◆ **EXERCISE PROMPT**
Would you return the complete listing below word for word?

━━━━━━━━━━━━━━━━

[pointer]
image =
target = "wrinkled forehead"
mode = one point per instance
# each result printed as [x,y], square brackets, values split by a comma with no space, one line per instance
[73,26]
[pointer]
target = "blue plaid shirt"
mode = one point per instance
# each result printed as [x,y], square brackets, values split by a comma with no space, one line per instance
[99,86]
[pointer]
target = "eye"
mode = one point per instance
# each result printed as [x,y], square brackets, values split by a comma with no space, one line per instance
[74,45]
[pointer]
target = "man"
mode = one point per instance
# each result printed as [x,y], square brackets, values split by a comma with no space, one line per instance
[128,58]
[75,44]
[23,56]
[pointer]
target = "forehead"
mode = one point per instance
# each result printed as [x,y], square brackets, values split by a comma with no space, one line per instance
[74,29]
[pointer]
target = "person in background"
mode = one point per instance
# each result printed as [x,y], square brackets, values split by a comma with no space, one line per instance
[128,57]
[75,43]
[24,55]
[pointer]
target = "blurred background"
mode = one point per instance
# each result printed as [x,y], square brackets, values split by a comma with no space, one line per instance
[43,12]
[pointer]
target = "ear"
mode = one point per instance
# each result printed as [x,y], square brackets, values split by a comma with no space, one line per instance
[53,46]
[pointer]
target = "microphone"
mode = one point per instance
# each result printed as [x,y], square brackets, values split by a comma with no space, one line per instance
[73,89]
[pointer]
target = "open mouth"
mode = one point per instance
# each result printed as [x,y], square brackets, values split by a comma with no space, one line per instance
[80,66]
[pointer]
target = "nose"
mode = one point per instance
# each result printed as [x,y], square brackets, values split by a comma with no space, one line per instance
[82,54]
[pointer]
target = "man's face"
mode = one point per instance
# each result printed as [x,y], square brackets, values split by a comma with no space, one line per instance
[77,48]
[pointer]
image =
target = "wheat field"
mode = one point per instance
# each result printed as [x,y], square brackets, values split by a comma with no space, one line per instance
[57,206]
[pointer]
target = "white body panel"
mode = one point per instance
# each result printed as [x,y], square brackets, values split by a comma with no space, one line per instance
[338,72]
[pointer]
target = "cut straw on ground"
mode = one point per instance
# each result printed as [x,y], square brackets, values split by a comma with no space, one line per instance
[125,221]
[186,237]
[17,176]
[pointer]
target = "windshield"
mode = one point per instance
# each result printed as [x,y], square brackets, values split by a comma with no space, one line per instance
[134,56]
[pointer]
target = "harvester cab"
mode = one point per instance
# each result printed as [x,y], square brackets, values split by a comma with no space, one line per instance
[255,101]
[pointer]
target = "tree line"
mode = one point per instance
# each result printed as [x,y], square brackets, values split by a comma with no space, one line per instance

━━━━━━━━━━━━━━━━

◆ **FULL SOLUTION**
[pointer]
image =
target = "wrinkled forehead"
mode = one point per instance
# each result printed as [x,y], square brackets, values split by a comma with no space, one line per instance
[73,26]
[pointer]
target = "blue plaid shirt"
mode = one point per instance
# each result printed as [x,y], square brackets, values split by a comma with no space, one line per instance
[99,86]
[pointer]
target = "eye"
mode = one point per instance
# each result printed as [x,y], square brackets, values split by a comma with no space, one line per instance
[74,45]
[pointer]
target = "man"
mode = one point per instance
# each result printed as [x,y], square brackets, values split by a comma with no space, one line per instance
[128,58]
[75,44]
[23,56]
[pointer]
target = "forehead"
mode = one point per instance
# each result printed as [x,y], square brackets, values split by a comma with no space, one line per instance
[74,29]
[pointer]
target = "person in background"
mode = one point per instance
# each result printed as [x,y], square brackets, values split by a comma with no space, one line per instance
[128,57]
[75,43]
[24,55]
[pointer]
target = "blurred background"
mode = one point per instance
# each result printed as [x,y], square brackets, values split by a comma with no space, one line per instance
[43,12]
[pointer]
target = "ear"
mode = one point per instance
# each result printed as [x,y], square brackets, values split by a comma with no space, one line per instance
[53,46]
[pointer]
target = "microphone"
mode = one point per instance
# each result printed as [x,y], square brackets, values split by a comma with no space, one line per instance
[73,89]
[pointer]
target = "open mouth"
mode = one point per instance
# each result printed as [x,y], square brackets, values split by a comma with no space, one line per instance
[80,66]
[pointer]
target = "nose"
mode = one point per instance
# each result printed as [x,y], square brackets, values split by a comma with no space, one line per instance
[82,54]
[pointer]
target = "man's face"
mode = one point per instance
# each result printed as [x,y], square brackets, values split by a comma with no space, one line per instance
[77,48]
[pointer]
image =
target = "wheat field"
mode = one point per instance
# each result printed as [x,y], square brackets, values split by a comma with no space, one line per instance
[57,206]
[pointer]
target = "white body panel"
mode = one point per instance
# each result printed as [x,y], square brackets, values split by a comma with no space, one line per instance
[338,72]
[pointer]
target = "cut straw on ground"
mode = one point per instance
# each result printed as [x,y], square brackets, values split by a comma with no space, one line per instance
[125,221]
[186,237]
[17,176]
[pointer]
target = "windshield"
mode = one point per instance
# each result printed as [x,y], square brackets, values split by a comma with no space, one line per instance
[134,56]
[pointer]
target = "harvester cab"
mode = one point per instance
# each result printed as [x,y], square brackets, values split by a comma with no space, one line per instance
[255,101]
[pointer]
target = "tree line"
mode = one point per instance
# each result printed as [x,y], square brackets, values split by a comma with no space, one line per instance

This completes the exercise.